EXERCISE AIM: Repeat every entry word for word, but leave the images out of your copy.

EXERCISE DATA:
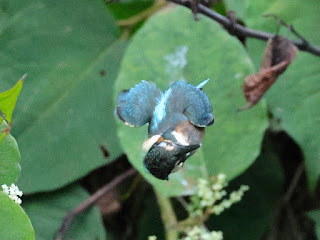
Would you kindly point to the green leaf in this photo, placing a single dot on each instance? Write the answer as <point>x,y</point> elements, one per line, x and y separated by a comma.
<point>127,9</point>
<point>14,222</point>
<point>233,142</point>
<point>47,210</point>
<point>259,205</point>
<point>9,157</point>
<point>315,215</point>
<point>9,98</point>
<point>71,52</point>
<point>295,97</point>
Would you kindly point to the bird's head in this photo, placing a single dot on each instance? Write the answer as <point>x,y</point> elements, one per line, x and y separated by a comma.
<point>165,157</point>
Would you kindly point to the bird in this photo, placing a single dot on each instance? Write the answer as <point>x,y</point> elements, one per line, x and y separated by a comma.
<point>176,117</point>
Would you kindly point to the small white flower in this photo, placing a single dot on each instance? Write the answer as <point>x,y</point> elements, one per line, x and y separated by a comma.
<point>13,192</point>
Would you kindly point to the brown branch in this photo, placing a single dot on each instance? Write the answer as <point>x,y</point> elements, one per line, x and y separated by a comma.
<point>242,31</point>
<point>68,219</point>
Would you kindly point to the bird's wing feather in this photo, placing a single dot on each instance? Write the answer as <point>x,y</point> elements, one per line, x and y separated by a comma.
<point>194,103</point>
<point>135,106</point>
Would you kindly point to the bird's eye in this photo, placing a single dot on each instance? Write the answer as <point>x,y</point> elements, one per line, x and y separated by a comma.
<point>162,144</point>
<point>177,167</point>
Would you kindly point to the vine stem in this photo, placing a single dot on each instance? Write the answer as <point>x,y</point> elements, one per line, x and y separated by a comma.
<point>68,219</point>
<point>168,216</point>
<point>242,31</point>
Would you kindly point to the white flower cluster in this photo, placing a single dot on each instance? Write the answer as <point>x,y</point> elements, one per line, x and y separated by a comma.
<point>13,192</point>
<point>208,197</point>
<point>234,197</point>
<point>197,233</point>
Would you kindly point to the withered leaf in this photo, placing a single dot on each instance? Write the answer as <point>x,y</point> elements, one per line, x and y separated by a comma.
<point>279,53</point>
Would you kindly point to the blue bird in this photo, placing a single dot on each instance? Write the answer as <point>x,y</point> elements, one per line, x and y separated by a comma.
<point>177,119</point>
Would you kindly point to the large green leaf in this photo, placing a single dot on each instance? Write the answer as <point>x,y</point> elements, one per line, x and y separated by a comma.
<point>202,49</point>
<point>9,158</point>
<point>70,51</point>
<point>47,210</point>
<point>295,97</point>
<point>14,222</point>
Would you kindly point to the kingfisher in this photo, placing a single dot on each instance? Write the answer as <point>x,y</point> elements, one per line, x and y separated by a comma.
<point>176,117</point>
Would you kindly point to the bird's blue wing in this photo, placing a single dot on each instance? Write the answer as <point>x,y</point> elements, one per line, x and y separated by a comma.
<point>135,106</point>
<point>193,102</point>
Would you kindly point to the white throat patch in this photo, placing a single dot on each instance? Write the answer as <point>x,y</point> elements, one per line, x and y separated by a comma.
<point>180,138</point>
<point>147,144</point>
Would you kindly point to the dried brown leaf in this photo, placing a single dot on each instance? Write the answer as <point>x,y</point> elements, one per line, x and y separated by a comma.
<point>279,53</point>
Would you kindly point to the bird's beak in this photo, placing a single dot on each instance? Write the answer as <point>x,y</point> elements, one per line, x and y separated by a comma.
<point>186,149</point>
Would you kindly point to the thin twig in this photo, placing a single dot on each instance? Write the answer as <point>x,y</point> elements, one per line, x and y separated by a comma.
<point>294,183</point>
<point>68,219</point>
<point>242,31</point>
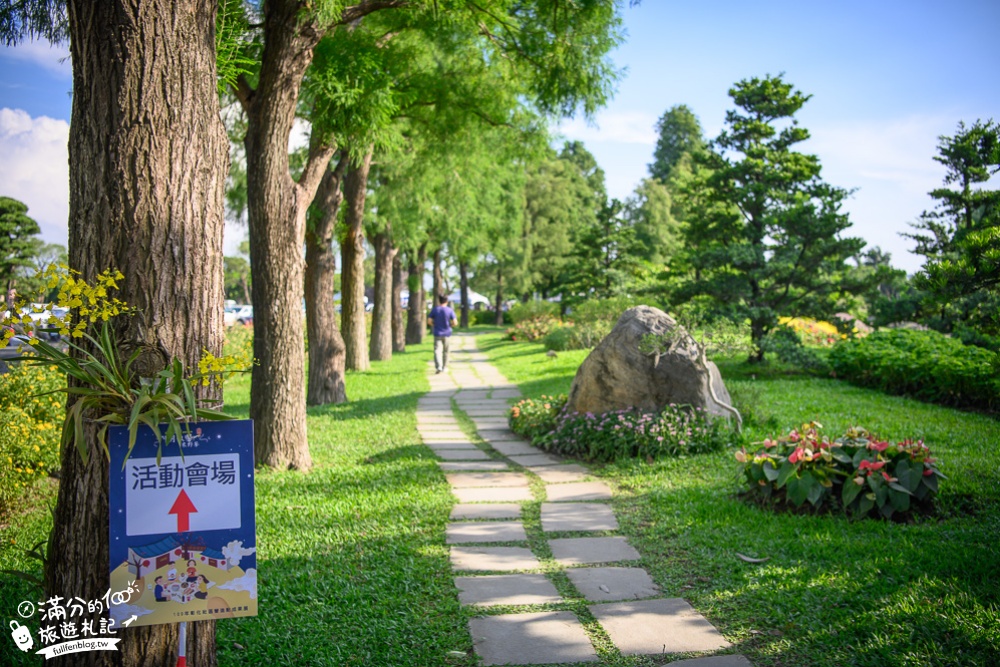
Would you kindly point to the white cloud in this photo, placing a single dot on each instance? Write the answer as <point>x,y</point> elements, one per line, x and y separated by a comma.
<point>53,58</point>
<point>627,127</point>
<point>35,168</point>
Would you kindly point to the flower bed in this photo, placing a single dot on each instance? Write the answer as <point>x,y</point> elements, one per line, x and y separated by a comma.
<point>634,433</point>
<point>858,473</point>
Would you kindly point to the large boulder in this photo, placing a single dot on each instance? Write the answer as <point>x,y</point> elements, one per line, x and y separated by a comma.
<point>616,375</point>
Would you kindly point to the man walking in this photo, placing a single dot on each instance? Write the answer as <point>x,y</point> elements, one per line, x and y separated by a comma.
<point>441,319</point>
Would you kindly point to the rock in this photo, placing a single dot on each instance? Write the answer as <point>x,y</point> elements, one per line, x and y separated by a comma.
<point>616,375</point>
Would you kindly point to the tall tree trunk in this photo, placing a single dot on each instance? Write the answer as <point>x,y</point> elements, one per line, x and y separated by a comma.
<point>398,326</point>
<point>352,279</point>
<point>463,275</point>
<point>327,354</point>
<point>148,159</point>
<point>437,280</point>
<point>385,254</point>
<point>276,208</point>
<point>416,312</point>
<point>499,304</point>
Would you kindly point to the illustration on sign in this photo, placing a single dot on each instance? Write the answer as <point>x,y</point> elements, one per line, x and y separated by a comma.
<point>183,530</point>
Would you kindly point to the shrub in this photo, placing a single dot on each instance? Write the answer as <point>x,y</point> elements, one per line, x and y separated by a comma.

FINAL ANSWER:
Would you kindly point to the green leaf in this photo, placing a single dot on each instance? Write the answer as <point>x,y</point> elements, one per line, x and y separated by a comma.
<point>127,9</point>
<point>14,222</point>
<point>233,142</point>
<point>47,210</point>
<point>259,205</point>
<point>9,157</point>
<point>315,215</point>
<point>9,98</point>
<point>71,52</point>
<point>295,97</point>
Would you kindly point to the bird's head in this photo, placing a single dot on each instance? Write the answer as <point>x,y</point> elements, one per line, x and y separated by a comma.
<point>165,157</point>
Would you kindly point to the bird in this photo, placing a single dot on each instance? Write the answer as <point>x,y</point> elements, one per line, x and y separated by a comma.
<point>176,117</point>
Would you kindly point to the small white flower in this photo, placing a single dot on each instance? Write the answer as <point>x,y</point> elements, one per line, x and y separated by a comma.
<point>13,192</point>
Would you kindly point to the brown branch in this photo, placing a single dot on each instance? Write the answer as <point>x,y</point> elements, one per line, x and y separated by a comma.
<point>242,31</point>
<point>68,219</point>
Would you kindly point to the bird's wing feather in this photo, placing a single dot on each instance? Write the answer as <point>x,y</point> elements, one per line, x and y separated by a comma.
<point>194,103</point>
<point>135,106</point>
Would you kindly point to the bird's eye in this photo, placing a single dot on each instance? Write the answer as <point>x,y</point> elements, one per line, x and y separated by a comma.
<point>162,144</point>
<point>177,167</point>
Would you kindly point to the vine stem in this photo, placing a single dot on each instance? Write the answer as <point>x,y</point> elements, one per line, x and y separated by a comma.
<point>68,219</point>
<point>168,216</point>
<point>242,31</point>
Would you kindly point to the white flower cluster in this photo, placing a single dot on each instance? Write the answer as <point>x,y</point> elements, one per line, x and y separated by a comma.
<point>13,192</point>
<point>208,197</point>
<point>234,197</point>
<point>197,233</point>
Would you kindly point to the withered leaf in this photo, placing a single dot on each instance? Write the answer as <point>x,y</point> elements, one per line, x and y separated by a comma.
<point>279,53</point>
Would you kindly point to the blue bird in this photo, placing a single dot on each instance? Write the answer as <point>x,y</point> elements, one per line, x and y separated by a comma.
<point>177,119</point>
Would you kindly point to the large green leaf in this photo, placing a single dot on each instance? Write the answer as <point>x,y</point> elements, one per line, x and y separated by a comma.
<point>202,49</point>
<point>9,158</point>
<point>70,51</point>
<point>47,210</point>
<point>295,97</point>
<point>14,222</point>
Would you kindly point to the kingfisher in this photo, placing a single dot on each instance? Write the answer as <point>x,y</point> elements, one per line, x and y separated by a comma.
<point>176,117</point>
Would you kindly point to the bird's blue wing in this photo, placing a single dot on each instance? Write the answer as <point>x,y</point> elements, one per line, x and y separated by a comma.
<point>135,106</point>
<point>193,102</point>
Would you kindly point to the white throat patch in this photo, placing a single dot on each instance? Write the answer as <point>x,y</point> elements, one per line, x and y separated by a comma.
<point>180,138</point>
<point>147,144</point>
Would you kindly point to the dried brown leaf in this photo, placing a single dot on each instance? Write the answer as <point>x,y</point> elements, one per line, x and y separated by a comma.
<point>279,53</point>
Would you kindly point to the bird's beak in this photo, placing a single dot on each instance? Write the answer as <point>x,y</point> elements, one per line, x and y separated by a comma.
<point>186,149</point>
Would you kindly point to the thin twig in this photo, placing a single dot on each instance? Write the answer as <point>x,y</point> elements, one per line, x and y separated by a comma.
<point>294,183</point>
<point>68,219</point>
<point>242,31</point>
Would you kindly point to the white cloud in this photo, placing a single dot on each instance? Write the answer as <point>x,y</point> elements, one per line, x and y separated by a comma.
<point>53,58</point>
<point>627,127</point>
<point>35,168</point>
Would you kindly point to the flower bed in this photo, placing a single dot on each instance? Write the answer as <point>x,y</point> elements, one per line, x and y separated by a comma.
<point>634,433</point>
<point>858,473</point>
Would you kindly point to the large boulder in this photo, placing a single dot on each instance? Write the answer as <point>x,y</point> elements, one per line, x and y separated by a comma.
<point>616,375</point>
Would you kindly point to the man walking in this photo, placing a single dot on each instance? Write the answer as <point>x,y</point> elements, one per line, x and y separated by a comma.
<point>441,319</point>
Would you kindly point to the rock in this photo, placing a single dot on each instance? Write the answer as <point>x,y</point> elements, one per line, x and y separated by a comma.
<point>616,375</point>
Would you kindly point to the tall tree trunk in this photo, placing a single dot on each instance? Write the answer as <point>x,y</point> elements, one per line, x and y separated by a comma.
<point>398,326</point>
<point>352,279</point>
<point>463,275</point>
<point>327,354</point>
<point>148,159</point>
<point>437,280</point>
<point>385,254</point>
<point>276,208</point>
<point>416,312</point>
<point>499,304</point>
Would you kindly point to the illustration on sign in this photo, placing a single dot on each instance? Write the answer as <point>x,y</point> elements, one per line, x and y separated by a comma.
<point>183,530</point>
Would you kindly point to the shrub in this photo, placing a single dot on each instance? Write the answer as <point>x,y</point> elements, one per line, x and y separated by a comma.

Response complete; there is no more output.